◆ **Document section**
• • • •

CLA-2 CO:R:C:V 555246 GRV
TARIFF NO: 9802.00.50, HTSUS (formerly 806.20, TSUS)
District Director of Customs
300 South Ferry Street
Terminal Island
San Pedro, CA 90731
RE: Internal Advice 47/88 - Applicability of HTSUS subheading
9802.00.50 to, and the country of origin of, cracked raw
green pistachio nuts imported from Hong Kong
Dear Sir:
This is in response to your memorandum of September 12,
1988, requesting advice concerning the applicability of HTSUS
subheading 9802.00.50, Harmonized Tariff Schedule of the United
States (HTSUS), to, and the country of origin of, cracked raw
green pistachio nuts imported from Hong Kong.
FACTS:
You state that raw pistachio nuts of U.S. origin are
exported to Hong Kong for cracking and then returned to the U.S.
The importer enters these raw pistachio nuts under both TSUS
items 145.26 and 806.20 and claims Hong Kong as the country of
origin; the cracking substantially transforming the exported U.S.

• • • •

◆ **Description of the task**
Carry the customs ruling on cracked pistachio nuts forward from the point where it stops.

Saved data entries
• • • •

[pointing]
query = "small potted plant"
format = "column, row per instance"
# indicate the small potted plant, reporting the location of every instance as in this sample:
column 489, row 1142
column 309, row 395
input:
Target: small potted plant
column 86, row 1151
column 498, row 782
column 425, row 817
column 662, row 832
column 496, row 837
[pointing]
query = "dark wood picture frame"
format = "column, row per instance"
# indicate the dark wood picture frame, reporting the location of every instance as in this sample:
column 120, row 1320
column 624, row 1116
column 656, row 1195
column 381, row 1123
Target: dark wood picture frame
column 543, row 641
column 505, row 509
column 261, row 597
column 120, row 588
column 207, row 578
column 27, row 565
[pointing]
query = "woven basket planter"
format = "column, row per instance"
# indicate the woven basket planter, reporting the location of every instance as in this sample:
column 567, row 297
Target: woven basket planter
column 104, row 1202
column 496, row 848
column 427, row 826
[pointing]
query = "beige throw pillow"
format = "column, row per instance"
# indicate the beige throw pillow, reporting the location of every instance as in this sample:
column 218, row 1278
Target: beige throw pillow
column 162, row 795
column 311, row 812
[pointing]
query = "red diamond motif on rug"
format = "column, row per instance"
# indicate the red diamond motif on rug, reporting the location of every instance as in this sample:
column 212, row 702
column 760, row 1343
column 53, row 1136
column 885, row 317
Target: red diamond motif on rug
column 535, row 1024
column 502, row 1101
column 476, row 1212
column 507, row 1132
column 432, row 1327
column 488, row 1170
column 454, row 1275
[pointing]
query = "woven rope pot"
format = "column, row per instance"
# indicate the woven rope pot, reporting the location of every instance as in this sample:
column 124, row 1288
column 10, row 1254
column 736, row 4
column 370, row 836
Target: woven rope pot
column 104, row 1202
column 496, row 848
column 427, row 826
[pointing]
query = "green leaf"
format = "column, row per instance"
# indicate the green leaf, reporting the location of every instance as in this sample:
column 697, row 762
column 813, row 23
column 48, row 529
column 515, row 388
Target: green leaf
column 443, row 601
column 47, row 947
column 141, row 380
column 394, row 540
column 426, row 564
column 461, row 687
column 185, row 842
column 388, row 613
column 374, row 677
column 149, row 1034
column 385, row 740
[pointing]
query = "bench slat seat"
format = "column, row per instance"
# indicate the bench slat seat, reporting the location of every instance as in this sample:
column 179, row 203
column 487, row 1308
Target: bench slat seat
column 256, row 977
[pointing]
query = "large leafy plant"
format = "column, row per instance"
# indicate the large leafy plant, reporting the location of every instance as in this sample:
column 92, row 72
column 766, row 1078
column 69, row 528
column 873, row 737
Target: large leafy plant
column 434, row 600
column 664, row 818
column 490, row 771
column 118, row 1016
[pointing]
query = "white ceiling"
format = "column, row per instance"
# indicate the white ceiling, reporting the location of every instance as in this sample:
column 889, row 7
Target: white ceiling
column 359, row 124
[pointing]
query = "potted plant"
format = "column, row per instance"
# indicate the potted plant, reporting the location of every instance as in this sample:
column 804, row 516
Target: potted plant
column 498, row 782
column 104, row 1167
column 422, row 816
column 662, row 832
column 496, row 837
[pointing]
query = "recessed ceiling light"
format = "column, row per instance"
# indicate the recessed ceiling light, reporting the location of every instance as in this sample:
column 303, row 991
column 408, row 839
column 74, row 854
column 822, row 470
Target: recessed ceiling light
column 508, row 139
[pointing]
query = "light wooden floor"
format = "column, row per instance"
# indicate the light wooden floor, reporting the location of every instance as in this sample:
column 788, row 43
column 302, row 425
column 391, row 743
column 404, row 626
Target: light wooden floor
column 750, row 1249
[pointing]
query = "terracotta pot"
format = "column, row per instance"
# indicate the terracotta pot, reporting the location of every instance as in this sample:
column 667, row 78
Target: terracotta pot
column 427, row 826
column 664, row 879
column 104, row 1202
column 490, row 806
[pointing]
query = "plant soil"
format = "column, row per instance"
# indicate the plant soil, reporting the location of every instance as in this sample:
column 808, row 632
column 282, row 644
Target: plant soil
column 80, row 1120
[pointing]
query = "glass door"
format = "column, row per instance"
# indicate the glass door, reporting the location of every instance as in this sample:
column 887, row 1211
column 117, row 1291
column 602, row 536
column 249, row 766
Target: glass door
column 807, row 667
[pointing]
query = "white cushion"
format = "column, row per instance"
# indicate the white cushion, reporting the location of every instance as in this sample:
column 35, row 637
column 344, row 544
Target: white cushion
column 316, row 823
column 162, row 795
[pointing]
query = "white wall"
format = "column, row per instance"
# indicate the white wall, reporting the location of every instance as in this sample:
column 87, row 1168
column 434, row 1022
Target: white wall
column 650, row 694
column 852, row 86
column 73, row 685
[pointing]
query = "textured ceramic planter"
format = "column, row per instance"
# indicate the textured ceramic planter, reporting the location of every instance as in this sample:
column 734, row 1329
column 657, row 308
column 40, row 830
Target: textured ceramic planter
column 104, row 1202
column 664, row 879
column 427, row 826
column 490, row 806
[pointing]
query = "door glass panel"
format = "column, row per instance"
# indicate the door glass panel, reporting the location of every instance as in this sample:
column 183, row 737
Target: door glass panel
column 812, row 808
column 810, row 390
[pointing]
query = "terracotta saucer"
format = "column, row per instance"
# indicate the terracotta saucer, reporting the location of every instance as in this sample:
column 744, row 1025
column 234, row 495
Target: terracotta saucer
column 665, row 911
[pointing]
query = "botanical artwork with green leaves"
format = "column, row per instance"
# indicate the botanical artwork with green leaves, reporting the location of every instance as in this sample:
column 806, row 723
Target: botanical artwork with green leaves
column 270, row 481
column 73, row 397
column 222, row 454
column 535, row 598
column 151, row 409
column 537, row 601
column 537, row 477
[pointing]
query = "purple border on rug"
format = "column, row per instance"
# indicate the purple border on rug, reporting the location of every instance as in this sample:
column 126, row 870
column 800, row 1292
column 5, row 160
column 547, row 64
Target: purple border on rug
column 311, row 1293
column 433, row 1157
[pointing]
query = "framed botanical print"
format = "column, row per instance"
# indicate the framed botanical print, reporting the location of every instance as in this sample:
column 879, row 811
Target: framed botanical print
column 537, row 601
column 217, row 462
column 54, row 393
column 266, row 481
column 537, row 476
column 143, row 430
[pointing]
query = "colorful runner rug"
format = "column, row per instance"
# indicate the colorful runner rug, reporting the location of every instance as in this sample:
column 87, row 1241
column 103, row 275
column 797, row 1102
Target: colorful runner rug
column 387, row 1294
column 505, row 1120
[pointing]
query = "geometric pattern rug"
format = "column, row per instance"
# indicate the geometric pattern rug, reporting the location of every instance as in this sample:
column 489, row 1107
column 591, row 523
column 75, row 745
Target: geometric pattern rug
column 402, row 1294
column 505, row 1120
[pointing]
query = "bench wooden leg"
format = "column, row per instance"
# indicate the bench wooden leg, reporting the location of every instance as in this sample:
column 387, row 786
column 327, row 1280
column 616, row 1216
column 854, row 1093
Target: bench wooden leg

• • • •

◆ **Output**
merchandise for country of origin purposes. You claim that the
country of origin remains the U.S., as cracking does not sub-
stantially transform the raw pistachio nuts, and that because the
exported article is an unfinished product, it is ineligible for
TSUS item 806.20 tariff treatment when returned to the U.S.
ISSUES:
I. Whether the returned article is eligible for the partial
duty exemption under HTSUS subheading 9802.00.50.
II. Whether the foreign cracking operation constitutes a
substantial transformation of the article (raw pistachio nuts)
for country of origin purposes.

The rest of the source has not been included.